Point localization data:

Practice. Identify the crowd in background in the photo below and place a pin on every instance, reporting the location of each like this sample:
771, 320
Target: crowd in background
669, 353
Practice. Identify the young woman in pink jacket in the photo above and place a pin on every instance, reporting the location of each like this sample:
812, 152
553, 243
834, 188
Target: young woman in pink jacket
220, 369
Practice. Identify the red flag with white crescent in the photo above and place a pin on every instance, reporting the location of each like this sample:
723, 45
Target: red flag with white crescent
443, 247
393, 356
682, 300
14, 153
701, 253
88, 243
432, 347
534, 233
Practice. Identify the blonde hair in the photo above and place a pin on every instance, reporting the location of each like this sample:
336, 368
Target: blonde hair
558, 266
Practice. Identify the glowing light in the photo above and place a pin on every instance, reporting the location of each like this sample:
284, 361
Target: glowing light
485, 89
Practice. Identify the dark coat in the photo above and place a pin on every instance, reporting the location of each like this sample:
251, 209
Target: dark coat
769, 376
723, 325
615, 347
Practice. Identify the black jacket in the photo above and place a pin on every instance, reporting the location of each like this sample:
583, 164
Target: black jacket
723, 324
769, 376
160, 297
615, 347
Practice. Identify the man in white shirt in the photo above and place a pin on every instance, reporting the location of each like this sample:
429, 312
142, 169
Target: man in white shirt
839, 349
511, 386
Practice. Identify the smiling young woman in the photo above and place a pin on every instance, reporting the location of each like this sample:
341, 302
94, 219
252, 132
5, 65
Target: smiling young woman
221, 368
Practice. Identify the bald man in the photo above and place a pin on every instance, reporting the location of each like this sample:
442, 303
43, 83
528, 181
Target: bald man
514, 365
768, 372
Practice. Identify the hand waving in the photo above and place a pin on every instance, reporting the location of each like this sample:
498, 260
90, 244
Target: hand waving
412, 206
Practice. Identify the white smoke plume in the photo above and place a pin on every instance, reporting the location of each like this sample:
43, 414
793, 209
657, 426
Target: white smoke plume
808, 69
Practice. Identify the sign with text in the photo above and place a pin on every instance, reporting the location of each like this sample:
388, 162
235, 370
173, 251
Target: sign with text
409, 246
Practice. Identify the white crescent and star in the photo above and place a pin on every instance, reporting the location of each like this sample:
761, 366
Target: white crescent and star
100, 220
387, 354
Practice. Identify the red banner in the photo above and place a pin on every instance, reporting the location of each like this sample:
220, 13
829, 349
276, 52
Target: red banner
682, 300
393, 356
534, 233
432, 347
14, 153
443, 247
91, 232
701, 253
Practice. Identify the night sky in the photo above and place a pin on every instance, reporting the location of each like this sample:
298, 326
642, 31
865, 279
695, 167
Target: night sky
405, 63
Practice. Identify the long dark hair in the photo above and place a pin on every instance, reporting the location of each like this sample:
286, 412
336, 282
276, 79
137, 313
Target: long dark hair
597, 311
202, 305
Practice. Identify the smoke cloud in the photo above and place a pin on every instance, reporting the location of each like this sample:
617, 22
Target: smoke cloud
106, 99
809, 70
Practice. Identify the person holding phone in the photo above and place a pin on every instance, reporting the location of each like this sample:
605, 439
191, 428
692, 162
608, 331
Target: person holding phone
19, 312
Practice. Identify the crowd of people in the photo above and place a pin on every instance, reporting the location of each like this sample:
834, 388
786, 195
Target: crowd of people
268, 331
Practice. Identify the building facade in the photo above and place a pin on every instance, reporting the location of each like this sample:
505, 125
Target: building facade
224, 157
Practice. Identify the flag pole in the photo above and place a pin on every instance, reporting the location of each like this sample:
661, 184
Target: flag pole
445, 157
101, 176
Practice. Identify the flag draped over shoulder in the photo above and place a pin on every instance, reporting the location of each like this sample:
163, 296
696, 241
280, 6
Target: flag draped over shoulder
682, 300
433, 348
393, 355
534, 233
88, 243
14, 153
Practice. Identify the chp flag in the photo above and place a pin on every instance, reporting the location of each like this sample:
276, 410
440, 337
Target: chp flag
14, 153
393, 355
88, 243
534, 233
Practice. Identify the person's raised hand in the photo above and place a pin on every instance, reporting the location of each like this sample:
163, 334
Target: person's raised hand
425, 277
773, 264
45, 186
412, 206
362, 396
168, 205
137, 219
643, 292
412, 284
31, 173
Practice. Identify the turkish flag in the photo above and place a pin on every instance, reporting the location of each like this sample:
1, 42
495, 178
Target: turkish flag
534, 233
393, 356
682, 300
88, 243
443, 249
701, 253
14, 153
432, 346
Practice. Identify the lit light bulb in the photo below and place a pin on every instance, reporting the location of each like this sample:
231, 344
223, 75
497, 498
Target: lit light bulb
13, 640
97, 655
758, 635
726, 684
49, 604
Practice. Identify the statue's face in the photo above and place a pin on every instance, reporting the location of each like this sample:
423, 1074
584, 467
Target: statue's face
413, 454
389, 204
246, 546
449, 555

[Activity] The required output is a copy of each line in the records where the string "below" occurs.

[Answer to this task]
Practice. Identify the crowd in background in the photo below and place a pin on every instance, reporting the location of each like this sample:
Practice. Identify the lit light bulb in the photo below and place a pin on every instance, reporting the location of each like this sample:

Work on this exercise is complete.